■ **Work instructions**: Reproduce word for word every line from the one containing "Practice step: find the treeline" through the end of the listing below; omit the pictures.

[[ Dataset records open ]]

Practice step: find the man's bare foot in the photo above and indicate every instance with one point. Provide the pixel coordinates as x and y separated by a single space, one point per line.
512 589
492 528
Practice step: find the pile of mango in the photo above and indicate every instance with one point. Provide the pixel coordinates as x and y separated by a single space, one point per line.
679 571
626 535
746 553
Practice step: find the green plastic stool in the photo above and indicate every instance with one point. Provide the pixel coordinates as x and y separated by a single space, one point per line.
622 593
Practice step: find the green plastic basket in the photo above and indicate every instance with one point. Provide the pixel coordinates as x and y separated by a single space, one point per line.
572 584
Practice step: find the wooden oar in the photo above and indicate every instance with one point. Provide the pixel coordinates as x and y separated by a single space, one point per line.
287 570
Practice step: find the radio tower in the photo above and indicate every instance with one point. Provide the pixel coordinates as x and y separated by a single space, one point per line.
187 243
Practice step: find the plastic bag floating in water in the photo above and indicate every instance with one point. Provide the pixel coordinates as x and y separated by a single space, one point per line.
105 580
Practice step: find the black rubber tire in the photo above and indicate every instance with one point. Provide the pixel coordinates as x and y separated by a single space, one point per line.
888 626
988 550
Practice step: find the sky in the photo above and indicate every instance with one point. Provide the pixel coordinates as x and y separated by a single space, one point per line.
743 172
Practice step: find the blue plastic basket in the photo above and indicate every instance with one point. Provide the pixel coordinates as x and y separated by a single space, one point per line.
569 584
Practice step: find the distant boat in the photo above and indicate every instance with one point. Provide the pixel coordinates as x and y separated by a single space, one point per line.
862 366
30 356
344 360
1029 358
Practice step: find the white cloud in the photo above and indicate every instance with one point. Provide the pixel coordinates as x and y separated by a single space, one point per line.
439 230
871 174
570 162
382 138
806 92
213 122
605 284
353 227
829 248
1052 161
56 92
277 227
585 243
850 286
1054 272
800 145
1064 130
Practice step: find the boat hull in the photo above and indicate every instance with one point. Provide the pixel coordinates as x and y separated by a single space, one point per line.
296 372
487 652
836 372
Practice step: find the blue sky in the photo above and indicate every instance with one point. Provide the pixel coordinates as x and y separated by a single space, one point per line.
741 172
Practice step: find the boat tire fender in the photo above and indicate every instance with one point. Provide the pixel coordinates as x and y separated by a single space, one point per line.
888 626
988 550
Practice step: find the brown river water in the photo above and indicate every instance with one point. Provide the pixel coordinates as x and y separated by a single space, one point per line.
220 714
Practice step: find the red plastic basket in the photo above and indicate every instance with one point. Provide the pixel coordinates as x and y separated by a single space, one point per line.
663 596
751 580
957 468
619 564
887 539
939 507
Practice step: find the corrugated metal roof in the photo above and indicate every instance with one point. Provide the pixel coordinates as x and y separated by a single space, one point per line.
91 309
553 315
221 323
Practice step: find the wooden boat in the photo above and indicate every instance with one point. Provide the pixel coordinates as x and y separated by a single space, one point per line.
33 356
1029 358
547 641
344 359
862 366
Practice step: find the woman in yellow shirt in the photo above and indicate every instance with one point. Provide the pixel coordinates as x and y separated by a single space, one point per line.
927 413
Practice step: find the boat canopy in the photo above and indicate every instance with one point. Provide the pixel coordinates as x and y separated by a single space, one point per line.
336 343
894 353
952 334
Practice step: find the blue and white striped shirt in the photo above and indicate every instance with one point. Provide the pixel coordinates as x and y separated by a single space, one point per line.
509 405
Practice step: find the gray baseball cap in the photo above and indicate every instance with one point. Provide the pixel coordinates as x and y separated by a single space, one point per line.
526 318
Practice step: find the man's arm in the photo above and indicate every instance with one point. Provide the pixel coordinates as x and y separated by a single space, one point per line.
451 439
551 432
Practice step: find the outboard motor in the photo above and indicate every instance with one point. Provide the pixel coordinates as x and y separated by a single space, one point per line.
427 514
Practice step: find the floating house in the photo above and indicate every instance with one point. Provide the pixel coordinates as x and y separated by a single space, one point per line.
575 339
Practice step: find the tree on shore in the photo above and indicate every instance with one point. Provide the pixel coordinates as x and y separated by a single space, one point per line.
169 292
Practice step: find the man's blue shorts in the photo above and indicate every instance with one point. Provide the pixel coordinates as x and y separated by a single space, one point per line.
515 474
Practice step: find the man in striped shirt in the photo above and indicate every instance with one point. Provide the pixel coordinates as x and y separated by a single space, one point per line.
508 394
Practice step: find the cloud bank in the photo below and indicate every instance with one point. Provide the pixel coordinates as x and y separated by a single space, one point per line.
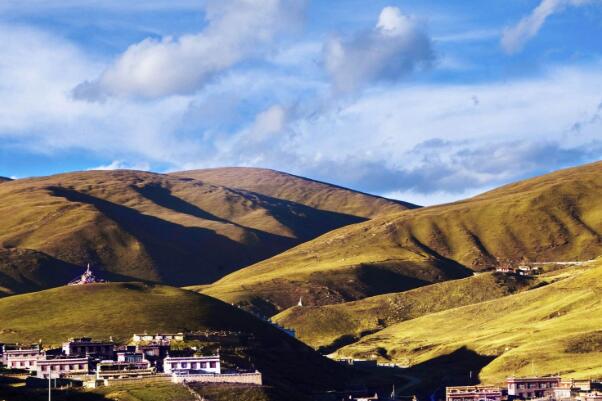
395 47
515 37
154 68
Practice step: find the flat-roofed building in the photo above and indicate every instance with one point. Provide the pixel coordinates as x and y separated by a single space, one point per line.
192 365
62 367
85 346
473 393
158 338
593 396
124 368
532 387
22 358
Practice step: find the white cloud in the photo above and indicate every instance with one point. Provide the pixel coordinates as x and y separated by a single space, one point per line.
515 37
153 68
395 47
123 165
436 138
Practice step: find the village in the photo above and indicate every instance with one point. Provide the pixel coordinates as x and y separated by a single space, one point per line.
89 363
553 388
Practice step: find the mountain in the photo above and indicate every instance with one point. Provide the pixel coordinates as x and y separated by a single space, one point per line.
555 217
122 309
332 326
147 226
315 194
554 329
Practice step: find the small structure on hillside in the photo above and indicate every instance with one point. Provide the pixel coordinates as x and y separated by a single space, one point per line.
87 278
473 393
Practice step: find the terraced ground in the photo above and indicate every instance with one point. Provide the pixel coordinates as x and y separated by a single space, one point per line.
155 227
555 217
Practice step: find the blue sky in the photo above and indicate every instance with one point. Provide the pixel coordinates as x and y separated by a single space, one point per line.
426 101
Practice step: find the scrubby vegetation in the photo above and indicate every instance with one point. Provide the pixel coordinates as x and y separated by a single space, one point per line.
539 331
155 227
333 326
556 217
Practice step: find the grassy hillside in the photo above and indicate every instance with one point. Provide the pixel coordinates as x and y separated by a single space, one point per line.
151 226
550 218
554 329
121 309
332 326
315 194
24 270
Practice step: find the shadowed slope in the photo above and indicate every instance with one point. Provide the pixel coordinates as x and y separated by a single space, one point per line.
550 218
121 309
554 329
332 326
152 226
301 190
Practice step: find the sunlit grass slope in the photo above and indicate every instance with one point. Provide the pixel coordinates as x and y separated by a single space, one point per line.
553 329
121 309
341 324
153 226
549 218
315 194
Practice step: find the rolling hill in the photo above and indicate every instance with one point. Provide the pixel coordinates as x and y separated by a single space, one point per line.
554 329
121 309
332 326
146 226
315 194
554 217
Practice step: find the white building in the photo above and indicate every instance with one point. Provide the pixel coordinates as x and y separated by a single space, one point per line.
192 365
157 338
85 346
22 358
62 367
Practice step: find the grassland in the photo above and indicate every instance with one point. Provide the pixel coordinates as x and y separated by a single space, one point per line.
556 217
121 309
315 194
332 326
554 329
12 389
153 227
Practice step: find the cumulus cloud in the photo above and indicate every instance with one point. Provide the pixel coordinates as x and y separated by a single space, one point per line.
123 165
515 37
396 46
235 31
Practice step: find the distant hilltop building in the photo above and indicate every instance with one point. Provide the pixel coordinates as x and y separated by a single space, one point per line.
86 278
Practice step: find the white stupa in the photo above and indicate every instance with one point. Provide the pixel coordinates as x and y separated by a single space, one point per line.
86 278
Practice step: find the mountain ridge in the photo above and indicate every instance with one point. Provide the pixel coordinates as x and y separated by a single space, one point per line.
153 227
553 217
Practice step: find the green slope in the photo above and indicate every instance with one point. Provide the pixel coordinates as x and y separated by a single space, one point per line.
554 329
315 194
550 218
152 226
121 309
332 326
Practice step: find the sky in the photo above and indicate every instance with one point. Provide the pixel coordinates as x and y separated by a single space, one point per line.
425 101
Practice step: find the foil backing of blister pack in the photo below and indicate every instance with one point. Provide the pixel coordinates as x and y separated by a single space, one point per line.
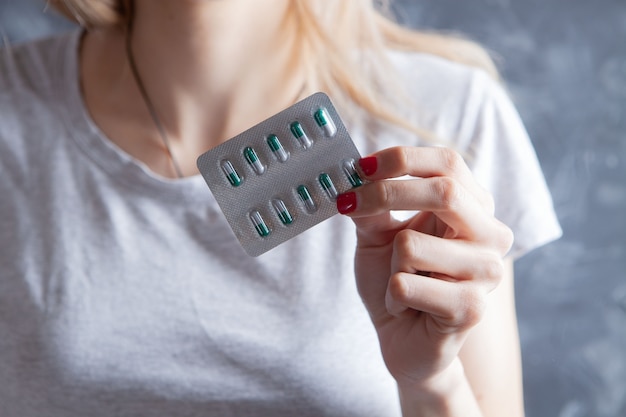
272 183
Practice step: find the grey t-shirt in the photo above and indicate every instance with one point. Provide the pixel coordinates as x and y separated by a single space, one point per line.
123 293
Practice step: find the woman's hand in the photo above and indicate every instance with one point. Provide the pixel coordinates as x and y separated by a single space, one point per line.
424 280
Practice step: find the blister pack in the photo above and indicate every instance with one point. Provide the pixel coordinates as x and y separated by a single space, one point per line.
282 176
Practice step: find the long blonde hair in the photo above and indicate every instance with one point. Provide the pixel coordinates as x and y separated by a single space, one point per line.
329 34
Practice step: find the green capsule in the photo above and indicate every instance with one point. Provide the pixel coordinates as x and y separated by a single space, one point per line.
233 177
353 176
324 121
282 211
306 198
259 224
327 185
253 160
300 134
277 148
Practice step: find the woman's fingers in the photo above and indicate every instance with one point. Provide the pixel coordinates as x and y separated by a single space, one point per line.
453 291
424 162
453 305
419 253
444 196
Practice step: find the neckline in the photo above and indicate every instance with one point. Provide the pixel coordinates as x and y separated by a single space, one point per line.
114 161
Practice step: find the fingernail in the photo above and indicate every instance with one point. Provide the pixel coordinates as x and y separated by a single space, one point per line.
368 165
346 203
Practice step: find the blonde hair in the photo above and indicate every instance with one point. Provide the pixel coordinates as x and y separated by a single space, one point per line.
328 45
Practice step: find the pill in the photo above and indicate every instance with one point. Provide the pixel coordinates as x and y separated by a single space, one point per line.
253 160
299 133
277 148
282 211
353 176
328 186
306 198
324 121
233 177
259 224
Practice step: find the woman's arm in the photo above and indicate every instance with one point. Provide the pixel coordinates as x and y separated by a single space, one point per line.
426 281
491 354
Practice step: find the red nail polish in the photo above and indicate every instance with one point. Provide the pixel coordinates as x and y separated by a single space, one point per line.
346 203
368 165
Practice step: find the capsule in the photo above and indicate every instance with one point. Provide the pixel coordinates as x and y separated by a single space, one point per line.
233 177
353 176
277 148
328 186
300 134
325 122
253 160
282 212
306 198
259 224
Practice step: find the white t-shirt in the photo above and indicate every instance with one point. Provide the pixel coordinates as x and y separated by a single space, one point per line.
123 293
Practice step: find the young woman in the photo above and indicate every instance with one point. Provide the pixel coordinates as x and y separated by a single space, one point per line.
123 291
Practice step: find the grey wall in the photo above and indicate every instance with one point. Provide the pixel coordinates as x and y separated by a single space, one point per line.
565 64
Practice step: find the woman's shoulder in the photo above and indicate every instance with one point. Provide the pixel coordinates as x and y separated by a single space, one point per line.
447 98
33 67
33 80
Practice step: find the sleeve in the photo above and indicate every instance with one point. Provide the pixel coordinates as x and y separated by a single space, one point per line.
504 161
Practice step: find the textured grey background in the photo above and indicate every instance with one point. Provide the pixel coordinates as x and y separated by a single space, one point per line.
565 64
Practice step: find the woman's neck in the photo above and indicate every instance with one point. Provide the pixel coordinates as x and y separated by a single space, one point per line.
211 68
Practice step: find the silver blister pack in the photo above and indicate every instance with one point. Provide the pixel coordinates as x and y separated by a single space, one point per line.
282 176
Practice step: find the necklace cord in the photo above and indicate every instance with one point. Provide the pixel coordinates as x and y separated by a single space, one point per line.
144 93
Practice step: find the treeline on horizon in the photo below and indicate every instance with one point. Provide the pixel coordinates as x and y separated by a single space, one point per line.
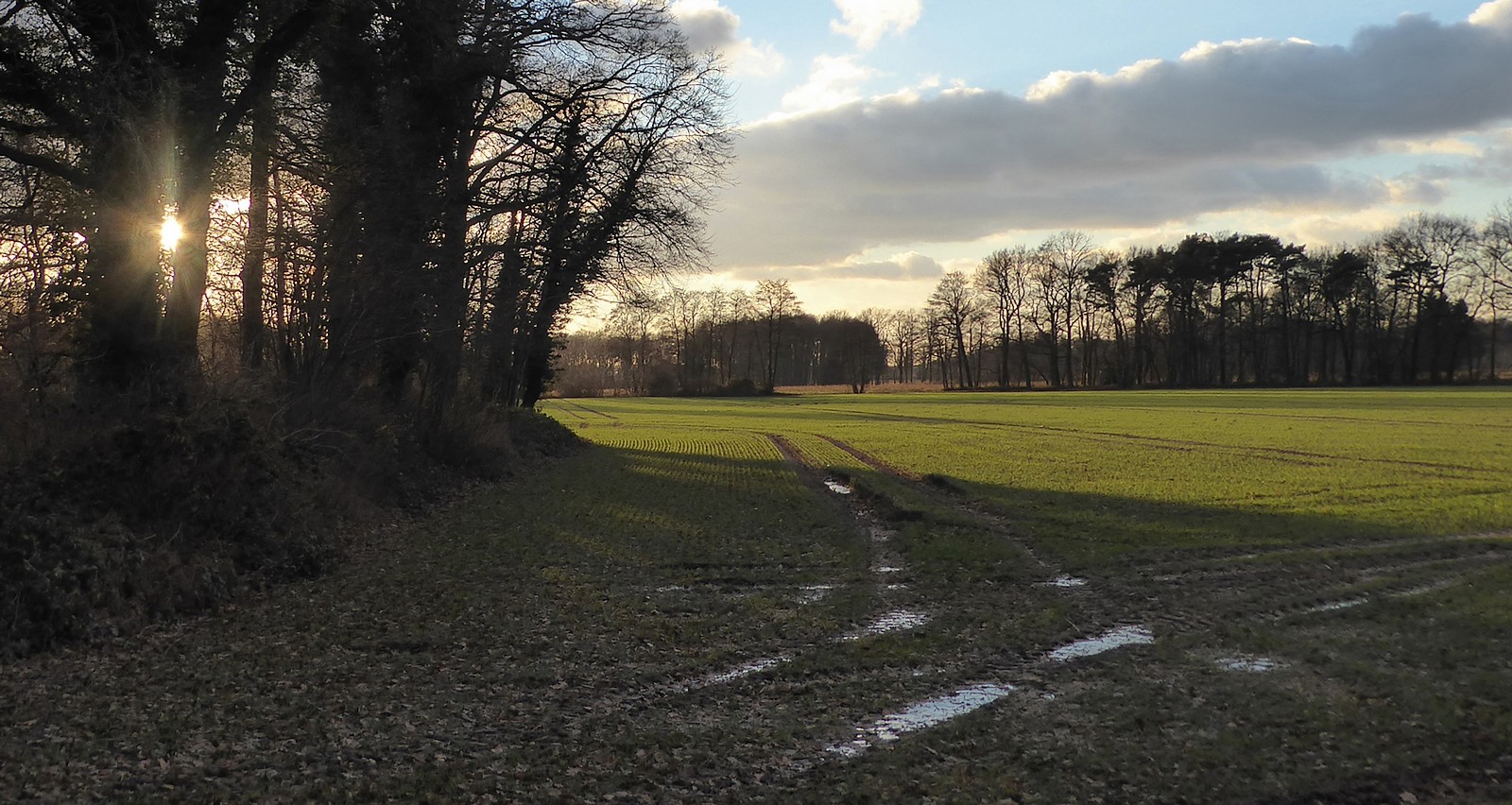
1420 303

[[ Dataset records closed ]]

■ **Solution to this exercise**:
Practice step: find the treeline on horizon in the photo below and indicate every instance with one point. Provide the pixel coordinates as x and y separated by a single space, one point per line.
1420 303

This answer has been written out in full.